Although there are many useful plotting functions available in base R, in this session we will focus on making plots using the tidyverse package ggplot2. This is a very powerful set of functions that support a consistent approach to data visualisation. ggplot2 makes it much easier to create high-quality graphics for presentations and publications.

Histogram

Let’s start with a histogram for the GDP data from the stats97 tibble:

stats97

Some of the GDP values are missing, so let’s remove those rows as a first step, using drop_na() from readr:

gdp97 <- drop_na(stats97, gdp)
gdp97
a <- ggplot(gdp97, aes(x=gdp))
hist <- a + geom_histogram(bins=100)
hist

Notice that there are two steps to creating the plot.

The first line constructs the data space by specifying the dataset (gdp97) and the variable(s) of interest (in this case, just gdp). The aes() function controls the aesthetic mappings used by ggplot2, i.e. the way in which the data will be mapped to visual elements.

In the second step, we add in a histogram geom that paints in the histogram bars and constructs the y-axis. Geoms are the actual visual marks that encode the data. ggplot2 provides geoms for all the commonly-used plot types, but also graphical primitives such as curves, lines and polygons, from which other visualisations can be built.

The ggplot2 defaults for axes, labels etc. are usually informative enough for data exploration, but of course everything can be modified if necessary. For example, to add at title, change the histogram colour and show population on a log scale:

hist <- a + geom_histogram(bins=20, fill="blue", alpha=0.5) + labs(x="GDP", title="Countries in 1997") + scale_x_log10()
hist

Saving plots to file

We can save the last plot made to a file using

ggsave("my_histogram.pdf")
☆ ☆ ☆ ☆ ☆ ☆ ☆
TASK LIST:
a) List every function that is called in the code lines of the ggplot2 passage, giving each function name once.
b) Echo the lines of the collected data entries from the start of those entries through the line containing "box: [330, 266, 642, 417]", inclusive, and omit the pictures.

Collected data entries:
☆ ☆ ☆ ☆ ☆ ☆ ☆
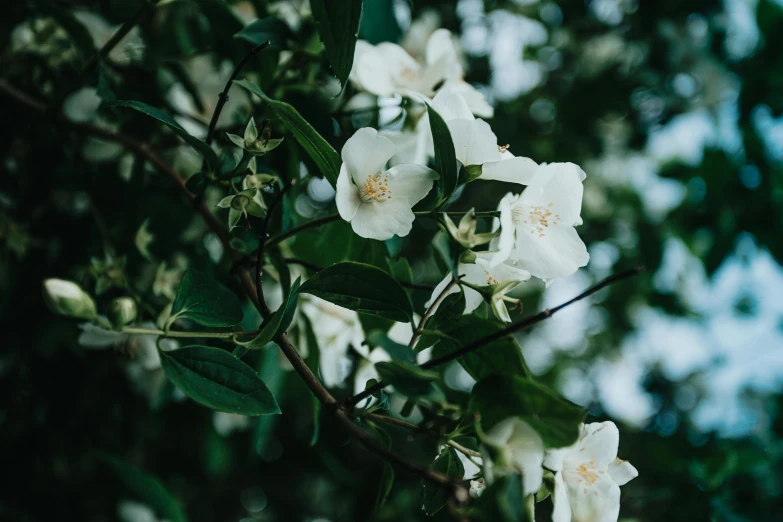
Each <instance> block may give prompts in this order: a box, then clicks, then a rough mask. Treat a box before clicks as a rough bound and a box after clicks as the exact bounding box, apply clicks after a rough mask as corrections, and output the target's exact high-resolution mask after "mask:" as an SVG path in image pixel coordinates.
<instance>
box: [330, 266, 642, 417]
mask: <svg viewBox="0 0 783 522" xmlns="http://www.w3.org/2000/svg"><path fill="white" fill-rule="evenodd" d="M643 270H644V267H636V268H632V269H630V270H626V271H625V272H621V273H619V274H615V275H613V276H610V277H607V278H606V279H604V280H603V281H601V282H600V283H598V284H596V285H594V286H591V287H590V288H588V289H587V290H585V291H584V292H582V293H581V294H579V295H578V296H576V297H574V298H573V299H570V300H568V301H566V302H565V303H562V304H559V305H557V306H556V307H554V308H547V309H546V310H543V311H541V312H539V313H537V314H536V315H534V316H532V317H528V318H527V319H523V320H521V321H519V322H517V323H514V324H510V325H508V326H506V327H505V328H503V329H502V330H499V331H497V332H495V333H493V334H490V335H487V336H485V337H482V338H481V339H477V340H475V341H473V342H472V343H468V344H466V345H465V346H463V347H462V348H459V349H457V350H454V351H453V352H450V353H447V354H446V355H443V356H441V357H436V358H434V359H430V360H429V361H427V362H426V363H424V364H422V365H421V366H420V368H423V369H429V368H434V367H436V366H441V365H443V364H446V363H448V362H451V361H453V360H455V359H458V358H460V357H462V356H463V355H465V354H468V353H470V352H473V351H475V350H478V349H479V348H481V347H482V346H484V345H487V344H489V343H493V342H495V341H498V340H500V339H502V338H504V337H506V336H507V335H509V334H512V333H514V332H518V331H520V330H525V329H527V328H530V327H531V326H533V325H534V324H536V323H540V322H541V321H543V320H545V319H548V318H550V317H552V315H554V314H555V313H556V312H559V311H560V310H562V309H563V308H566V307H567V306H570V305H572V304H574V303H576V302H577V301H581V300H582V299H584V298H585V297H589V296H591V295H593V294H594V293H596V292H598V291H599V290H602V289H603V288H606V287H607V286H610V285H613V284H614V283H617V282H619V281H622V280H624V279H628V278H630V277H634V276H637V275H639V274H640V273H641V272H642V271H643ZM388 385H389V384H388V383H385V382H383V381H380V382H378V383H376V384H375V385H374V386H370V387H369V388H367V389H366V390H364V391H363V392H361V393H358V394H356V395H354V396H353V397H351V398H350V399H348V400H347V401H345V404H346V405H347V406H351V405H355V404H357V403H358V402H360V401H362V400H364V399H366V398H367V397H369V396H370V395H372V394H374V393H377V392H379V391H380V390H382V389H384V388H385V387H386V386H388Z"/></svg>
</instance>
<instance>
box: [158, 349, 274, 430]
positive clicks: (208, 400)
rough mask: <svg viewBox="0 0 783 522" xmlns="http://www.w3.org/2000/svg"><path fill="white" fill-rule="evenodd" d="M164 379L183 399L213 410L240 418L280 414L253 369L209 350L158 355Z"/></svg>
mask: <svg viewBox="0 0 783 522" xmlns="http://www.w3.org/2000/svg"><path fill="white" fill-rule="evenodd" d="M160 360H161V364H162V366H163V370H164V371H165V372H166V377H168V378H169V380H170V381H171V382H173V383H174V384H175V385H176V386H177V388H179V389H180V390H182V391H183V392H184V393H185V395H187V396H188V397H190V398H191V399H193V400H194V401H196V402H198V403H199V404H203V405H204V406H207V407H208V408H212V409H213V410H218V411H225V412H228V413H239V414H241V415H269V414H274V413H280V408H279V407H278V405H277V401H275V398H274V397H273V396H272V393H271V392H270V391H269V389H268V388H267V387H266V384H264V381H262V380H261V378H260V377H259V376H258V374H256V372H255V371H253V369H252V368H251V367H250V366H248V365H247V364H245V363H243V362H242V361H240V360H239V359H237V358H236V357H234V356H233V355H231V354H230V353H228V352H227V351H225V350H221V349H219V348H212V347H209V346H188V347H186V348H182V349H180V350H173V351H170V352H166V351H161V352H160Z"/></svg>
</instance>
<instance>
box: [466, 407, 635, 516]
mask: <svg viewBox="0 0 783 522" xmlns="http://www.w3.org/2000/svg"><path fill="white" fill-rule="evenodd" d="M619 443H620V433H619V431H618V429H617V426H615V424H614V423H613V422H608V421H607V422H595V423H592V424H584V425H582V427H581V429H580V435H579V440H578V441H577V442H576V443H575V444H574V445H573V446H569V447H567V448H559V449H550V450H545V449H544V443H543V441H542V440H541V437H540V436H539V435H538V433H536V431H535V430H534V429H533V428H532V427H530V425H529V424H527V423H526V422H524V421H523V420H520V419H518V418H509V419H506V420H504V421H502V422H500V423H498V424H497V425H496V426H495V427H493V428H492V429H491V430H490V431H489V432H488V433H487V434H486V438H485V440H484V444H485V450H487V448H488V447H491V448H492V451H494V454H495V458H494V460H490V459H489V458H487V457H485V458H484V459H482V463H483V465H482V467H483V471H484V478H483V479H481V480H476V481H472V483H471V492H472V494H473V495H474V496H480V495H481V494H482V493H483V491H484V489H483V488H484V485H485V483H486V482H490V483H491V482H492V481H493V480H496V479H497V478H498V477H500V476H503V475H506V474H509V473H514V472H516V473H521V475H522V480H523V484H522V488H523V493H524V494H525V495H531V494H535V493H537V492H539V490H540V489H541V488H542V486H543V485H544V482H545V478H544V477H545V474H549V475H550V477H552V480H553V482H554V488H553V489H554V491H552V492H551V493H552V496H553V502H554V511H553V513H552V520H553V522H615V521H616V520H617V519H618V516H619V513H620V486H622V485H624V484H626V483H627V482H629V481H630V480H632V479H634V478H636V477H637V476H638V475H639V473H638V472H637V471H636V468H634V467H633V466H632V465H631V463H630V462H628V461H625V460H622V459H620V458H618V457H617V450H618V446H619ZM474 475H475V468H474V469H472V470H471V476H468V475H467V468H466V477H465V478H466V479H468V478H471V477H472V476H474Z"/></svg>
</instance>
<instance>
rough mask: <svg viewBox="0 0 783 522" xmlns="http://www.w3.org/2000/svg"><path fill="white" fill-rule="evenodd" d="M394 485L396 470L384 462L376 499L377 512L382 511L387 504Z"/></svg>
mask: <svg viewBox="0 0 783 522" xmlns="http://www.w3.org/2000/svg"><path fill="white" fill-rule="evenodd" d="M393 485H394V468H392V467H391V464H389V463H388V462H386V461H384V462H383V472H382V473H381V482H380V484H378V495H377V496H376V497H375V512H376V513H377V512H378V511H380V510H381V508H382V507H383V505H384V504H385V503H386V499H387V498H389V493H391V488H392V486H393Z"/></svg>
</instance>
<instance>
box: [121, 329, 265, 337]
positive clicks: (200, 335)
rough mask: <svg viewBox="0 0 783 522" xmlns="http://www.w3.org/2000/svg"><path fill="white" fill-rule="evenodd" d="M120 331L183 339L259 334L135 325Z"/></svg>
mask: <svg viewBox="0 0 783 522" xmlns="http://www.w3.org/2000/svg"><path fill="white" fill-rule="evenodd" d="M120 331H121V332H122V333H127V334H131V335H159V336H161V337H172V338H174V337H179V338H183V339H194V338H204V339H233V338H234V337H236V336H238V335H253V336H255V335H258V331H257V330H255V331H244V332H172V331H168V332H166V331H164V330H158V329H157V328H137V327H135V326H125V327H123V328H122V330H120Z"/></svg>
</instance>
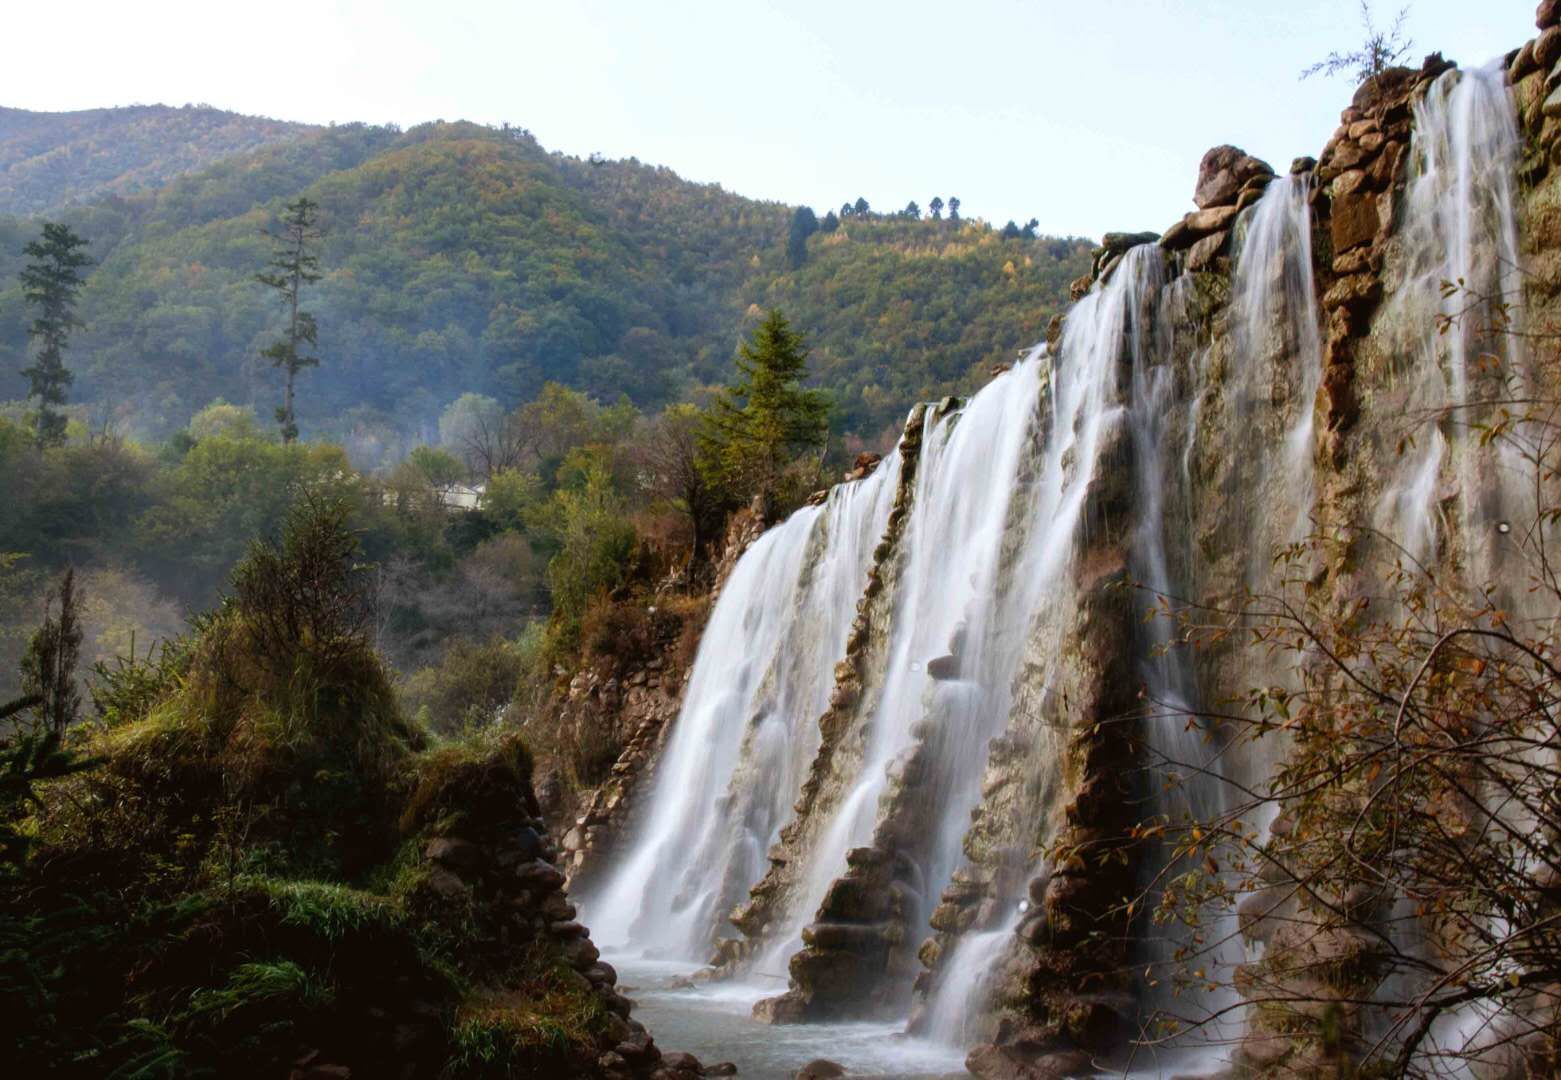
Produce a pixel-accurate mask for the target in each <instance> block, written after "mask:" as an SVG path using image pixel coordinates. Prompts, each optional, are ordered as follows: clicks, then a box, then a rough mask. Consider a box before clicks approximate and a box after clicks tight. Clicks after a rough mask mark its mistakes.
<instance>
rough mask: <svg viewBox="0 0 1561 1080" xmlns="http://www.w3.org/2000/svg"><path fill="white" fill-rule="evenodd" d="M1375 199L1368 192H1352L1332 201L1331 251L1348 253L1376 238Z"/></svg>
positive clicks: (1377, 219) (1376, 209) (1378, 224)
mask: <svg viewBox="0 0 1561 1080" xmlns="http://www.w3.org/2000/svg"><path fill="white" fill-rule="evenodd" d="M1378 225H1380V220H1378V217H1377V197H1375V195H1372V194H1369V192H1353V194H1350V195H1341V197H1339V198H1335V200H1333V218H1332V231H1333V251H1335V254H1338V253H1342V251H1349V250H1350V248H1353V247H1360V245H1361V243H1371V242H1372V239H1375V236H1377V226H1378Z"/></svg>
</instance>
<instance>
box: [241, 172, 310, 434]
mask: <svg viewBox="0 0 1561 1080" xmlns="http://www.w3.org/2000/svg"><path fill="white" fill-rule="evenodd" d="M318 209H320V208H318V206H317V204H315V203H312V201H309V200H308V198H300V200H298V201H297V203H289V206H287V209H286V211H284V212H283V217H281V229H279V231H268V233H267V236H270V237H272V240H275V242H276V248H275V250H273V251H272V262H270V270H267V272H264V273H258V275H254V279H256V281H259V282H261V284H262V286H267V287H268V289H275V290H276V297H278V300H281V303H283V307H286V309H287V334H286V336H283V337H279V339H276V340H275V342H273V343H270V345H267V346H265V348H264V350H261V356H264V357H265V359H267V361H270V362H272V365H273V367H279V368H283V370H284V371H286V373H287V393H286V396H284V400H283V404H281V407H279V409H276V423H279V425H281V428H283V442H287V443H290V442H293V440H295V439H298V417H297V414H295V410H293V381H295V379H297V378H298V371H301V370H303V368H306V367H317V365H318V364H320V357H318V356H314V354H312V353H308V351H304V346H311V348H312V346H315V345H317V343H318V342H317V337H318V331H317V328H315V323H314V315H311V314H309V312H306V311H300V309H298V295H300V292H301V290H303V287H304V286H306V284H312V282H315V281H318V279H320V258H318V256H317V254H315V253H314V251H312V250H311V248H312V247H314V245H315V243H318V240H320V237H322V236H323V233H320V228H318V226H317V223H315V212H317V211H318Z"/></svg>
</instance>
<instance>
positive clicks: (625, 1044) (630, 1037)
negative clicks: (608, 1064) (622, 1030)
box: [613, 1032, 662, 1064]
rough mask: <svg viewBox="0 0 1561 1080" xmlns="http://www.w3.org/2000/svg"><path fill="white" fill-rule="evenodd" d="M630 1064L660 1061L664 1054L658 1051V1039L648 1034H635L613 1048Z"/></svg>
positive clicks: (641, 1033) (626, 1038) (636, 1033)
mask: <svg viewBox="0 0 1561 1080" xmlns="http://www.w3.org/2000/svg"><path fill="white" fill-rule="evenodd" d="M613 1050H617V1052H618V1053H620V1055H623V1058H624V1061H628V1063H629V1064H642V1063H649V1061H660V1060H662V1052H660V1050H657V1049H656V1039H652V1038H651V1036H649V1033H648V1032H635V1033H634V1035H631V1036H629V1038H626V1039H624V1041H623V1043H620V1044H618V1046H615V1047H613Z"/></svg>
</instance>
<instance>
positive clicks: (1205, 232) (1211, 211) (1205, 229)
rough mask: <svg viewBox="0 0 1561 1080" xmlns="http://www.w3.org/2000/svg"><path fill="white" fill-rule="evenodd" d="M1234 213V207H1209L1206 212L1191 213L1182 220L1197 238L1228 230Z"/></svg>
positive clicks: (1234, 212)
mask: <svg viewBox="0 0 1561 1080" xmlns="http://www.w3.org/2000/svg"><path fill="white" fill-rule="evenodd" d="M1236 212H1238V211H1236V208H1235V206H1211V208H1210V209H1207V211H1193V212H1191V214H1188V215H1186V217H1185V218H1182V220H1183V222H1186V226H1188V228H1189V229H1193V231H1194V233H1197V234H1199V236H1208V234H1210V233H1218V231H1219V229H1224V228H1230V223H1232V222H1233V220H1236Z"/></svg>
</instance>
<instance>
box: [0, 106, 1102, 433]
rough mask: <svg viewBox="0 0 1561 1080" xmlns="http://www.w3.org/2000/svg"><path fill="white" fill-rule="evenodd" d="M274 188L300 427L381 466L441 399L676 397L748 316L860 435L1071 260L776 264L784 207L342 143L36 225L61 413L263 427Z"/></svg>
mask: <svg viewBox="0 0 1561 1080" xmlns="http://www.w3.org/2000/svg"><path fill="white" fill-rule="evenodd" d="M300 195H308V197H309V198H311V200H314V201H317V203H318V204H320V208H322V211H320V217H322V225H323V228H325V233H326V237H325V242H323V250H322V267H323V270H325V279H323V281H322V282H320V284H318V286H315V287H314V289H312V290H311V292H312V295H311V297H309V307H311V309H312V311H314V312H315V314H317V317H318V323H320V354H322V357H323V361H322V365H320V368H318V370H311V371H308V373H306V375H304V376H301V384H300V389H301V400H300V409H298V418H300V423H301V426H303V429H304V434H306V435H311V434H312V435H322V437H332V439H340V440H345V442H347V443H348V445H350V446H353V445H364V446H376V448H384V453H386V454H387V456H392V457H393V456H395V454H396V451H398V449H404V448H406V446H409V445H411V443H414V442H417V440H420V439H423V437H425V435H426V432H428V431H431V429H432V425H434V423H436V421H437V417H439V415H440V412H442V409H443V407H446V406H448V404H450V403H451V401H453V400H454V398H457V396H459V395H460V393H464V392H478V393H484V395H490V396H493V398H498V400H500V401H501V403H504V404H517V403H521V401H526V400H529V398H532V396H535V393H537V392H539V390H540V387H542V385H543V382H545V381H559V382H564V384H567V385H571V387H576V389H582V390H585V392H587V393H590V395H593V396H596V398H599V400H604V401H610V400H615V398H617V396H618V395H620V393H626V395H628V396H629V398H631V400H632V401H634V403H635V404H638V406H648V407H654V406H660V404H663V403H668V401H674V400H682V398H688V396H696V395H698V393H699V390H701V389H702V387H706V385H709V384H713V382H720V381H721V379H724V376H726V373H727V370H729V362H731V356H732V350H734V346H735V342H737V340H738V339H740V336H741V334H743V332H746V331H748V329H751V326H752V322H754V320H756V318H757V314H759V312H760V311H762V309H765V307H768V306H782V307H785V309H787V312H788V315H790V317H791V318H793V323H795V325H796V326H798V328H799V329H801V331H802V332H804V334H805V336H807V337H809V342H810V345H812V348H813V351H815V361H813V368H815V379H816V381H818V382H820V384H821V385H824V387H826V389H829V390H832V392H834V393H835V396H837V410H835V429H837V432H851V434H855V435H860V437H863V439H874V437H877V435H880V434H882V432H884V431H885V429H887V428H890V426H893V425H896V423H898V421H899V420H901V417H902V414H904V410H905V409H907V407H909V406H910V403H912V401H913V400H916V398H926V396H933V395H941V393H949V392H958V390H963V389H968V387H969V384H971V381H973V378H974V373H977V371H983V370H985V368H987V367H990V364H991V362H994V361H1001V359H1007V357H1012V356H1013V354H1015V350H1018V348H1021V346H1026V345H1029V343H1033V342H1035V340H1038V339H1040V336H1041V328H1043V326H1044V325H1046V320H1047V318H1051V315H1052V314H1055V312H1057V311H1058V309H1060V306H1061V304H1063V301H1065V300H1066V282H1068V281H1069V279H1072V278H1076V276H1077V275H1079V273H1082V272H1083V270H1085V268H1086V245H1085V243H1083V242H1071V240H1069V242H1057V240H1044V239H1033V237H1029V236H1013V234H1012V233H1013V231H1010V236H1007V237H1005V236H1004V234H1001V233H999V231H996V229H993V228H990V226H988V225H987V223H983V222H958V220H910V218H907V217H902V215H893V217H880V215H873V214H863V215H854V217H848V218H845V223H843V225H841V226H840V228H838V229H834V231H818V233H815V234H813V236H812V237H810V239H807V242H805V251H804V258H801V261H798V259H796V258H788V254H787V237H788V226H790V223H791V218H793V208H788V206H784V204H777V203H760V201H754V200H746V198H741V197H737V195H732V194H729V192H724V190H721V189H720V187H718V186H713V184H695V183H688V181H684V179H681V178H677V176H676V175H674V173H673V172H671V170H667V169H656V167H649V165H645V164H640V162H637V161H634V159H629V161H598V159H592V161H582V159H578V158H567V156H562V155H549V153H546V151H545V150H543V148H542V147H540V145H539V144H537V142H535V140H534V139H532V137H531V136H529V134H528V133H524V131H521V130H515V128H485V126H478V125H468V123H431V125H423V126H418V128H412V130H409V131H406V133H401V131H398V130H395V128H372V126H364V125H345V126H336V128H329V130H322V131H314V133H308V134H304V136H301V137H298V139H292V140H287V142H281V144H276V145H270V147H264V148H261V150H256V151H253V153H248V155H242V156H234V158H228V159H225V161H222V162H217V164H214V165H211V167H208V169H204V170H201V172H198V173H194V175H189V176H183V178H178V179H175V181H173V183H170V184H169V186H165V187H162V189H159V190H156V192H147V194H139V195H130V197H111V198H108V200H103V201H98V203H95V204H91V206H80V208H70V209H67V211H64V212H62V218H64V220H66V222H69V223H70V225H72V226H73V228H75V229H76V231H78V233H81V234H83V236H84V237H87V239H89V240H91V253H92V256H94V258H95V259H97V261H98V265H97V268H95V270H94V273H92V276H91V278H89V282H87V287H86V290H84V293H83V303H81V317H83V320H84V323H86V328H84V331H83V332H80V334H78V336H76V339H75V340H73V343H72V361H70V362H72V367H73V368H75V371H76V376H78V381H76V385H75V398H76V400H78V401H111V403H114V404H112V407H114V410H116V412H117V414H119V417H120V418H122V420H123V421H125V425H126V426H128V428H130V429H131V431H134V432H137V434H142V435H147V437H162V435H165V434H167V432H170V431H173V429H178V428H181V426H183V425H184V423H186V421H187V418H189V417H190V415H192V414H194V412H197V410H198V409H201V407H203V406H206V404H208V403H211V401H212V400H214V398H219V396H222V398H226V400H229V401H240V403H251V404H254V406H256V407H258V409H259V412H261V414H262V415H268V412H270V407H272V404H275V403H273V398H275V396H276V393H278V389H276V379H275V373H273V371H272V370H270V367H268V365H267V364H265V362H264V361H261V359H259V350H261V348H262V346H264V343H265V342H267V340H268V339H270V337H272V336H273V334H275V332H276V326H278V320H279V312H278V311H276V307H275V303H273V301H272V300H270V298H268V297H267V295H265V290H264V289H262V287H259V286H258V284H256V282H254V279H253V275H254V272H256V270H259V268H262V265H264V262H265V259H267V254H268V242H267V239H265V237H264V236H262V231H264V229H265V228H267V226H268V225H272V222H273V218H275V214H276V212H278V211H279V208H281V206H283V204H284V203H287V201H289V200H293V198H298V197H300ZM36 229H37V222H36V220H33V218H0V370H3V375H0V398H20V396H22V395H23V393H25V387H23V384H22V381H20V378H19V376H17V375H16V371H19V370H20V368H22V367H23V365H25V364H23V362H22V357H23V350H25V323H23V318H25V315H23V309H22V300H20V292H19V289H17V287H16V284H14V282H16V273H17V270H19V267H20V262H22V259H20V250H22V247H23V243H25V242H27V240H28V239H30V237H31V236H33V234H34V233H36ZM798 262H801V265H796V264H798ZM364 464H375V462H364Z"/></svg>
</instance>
☆ ☆ ☆ ☆ ☆ ☆ ☆
TASK RESULTS:
a) drop_na, ggplot, aes, geom_histogram, labs, scale_x_log10, ggsave

b)
Each <instance> block may give prompts in this order: a box, then clicks, then a rough mask. Treat a box before clicks as a rough bound and a box after clicks as the exact bounding box, apply clicks after a rough mask as corrections, and output the target's exact high-resolution mask after "mask:" as an SVG path in image pixel coordinates.
<instance>
box: [330, 266, 642, 417]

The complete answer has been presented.